═════ Excerpted data ═════
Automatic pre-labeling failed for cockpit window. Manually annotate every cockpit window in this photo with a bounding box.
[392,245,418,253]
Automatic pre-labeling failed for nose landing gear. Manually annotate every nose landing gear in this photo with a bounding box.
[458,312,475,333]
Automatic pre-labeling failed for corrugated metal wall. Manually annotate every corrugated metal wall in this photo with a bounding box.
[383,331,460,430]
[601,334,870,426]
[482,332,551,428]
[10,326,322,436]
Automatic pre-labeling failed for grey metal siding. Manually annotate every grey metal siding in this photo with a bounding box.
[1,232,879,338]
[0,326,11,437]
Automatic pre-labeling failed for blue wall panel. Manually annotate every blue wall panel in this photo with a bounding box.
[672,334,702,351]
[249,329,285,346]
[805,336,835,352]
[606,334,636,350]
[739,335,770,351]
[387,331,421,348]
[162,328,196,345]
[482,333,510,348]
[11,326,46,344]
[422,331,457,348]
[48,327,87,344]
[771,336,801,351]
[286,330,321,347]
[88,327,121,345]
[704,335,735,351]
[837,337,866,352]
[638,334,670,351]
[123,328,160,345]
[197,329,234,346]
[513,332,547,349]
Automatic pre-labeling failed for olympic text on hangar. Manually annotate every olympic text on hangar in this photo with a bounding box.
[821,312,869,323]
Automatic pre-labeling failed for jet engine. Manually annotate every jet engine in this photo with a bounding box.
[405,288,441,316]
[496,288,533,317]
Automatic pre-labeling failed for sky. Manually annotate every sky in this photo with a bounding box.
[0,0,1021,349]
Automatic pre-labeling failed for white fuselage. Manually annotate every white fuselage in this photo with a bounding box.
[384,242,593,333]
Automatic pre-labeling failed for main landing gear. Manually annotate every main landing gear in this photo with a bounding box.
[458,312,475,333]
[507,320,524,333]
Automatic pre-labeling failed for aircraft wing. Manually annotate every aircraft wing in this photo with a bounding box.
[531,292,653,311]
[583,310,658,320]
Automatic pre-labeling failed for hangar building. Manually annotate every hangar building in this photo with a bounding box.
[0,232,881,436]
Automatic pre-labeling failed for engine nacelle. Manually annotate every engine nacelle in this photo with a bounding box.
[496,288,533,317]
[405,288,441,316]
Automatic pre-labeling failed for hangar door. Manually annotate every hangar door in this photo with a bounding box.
═════
◆ Action item ◆
Exactly the lines from the one containing "Automatic pre-labeling failed for engine" through the end of the records above should be returned, with both ends kept.

◆ Problem solution ◆
Automatic pre-labeling failed for engine nacelle. Manually annotate every engine nacelle in this photo with a bounding box.
[496,288,533,317]
[405,288,441,316]
Automatic pre-labeling failed for hangar door. Manually annotate every hangar door in this photo with a bounding box.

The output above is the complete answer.